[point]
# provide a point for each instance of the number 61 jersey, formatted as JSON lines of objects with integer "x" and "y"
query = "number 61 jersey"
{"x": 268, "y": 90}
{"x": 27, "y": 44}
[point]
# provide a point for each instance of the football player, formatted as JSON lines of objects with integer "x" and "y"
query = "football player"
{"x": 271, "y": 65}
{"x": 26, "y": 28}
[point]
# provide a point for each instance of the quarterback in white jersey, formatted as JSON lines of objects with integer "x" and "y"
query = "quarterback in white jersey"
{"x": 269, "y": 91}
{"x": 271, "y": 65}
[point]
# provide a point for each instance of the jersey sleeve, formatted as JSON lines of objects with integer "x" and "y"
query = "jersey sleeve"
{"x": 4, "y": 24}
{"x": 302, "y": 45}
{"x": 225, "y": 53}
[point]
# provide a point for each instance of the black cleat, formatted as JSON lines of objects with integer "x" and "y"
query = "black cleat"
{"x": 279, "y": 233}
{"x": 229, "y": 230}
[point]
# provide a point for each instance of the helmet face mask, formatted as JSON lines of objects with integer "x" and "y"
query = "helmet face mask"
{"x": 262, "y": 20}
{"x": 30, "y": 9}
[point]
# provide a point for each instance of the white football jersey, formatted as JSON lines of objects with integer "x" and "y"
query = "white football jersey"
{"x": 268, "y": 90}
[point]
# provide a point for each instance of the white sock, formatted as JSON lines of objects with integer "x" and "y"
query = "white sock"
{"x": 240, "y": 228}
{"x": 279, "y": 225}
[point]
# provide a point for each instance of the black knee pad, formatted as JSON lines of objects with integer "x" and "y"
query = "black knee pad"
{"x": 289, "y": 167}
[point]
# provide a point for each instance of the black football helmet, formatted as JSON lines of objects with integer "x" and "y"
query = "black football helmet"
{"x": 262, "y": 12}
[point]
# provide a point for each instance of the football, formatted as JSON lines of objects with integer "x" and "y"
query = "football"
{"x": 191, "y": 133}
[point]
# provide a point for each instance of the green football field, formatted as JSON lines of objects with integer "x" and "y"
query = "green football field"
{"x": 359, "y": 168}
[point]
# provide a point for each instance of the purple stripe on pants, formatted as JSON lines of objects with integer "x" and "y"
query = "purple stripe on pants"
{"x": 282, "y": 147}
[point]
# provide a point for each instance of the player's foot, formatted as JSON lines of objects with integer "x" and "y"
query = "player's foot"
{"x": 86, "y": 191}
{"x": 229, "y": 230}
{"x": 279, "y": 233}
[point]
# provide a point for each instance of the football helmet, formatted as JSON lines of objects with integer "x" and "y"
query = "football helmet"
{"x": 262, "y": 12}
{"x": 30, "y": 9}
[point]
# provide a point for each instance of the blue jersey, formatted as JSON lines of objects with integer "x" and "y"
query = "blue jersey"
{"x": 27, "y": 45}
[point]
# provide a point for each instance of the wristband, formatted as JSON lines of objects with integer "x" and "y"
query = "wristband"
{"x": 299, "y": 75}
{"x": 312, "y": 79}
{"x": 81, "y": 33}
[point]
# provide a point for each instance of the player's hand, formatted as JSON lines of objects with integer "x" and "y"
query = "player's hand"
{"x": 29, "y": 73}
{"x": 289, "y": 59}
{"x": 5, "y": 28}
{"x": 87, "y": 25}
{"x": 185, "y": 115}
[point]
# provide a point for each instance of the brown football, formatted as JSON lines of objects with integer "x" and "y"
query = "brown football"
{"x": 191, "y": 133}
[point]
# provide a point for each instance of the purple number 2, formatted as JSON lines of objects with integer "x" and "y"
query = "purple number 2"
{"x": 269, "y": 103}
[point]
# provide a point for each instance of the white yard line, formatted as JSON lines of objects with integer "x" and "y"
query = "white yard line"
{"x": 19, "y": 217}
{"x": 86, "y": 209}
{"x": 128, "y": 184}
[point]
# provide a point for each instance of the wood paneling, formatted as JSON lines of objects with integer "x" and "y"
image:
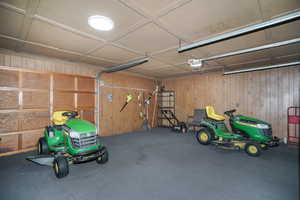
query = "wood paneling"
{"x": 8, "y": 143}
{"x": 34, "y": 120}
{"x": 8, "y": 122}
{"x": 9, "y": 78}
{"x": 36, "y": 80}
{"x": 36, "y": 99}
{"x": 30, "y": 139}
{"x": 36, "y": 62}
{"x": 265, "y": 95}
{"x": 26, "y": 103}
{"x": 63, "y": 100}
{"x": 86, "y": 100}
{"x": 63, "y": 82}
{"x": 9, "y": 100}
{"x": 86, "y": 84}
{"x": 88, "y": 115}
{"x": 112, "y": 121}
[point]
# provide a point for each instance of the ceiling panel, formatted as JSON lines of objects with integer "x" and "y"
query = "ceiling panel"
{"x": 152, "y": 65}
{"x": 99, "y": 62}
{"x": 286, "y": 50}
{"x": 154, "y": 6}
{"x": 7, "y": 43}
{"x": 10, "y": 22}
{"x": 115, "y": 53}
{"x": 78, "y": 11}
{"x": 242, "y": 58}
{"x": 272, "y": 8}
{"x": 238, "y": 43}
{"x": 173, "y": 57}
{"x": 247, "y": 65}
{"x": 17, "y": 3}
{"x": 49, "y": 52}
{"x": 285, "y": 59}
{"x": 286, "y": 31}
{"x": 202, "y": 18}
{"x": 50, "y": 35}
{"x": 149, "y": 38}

★ ★ ★ ★

Em quantas linhas dos registros aparece a palavra "purple", diferenciando maiúsculas de minúsculas? Responda apenas com o número.

4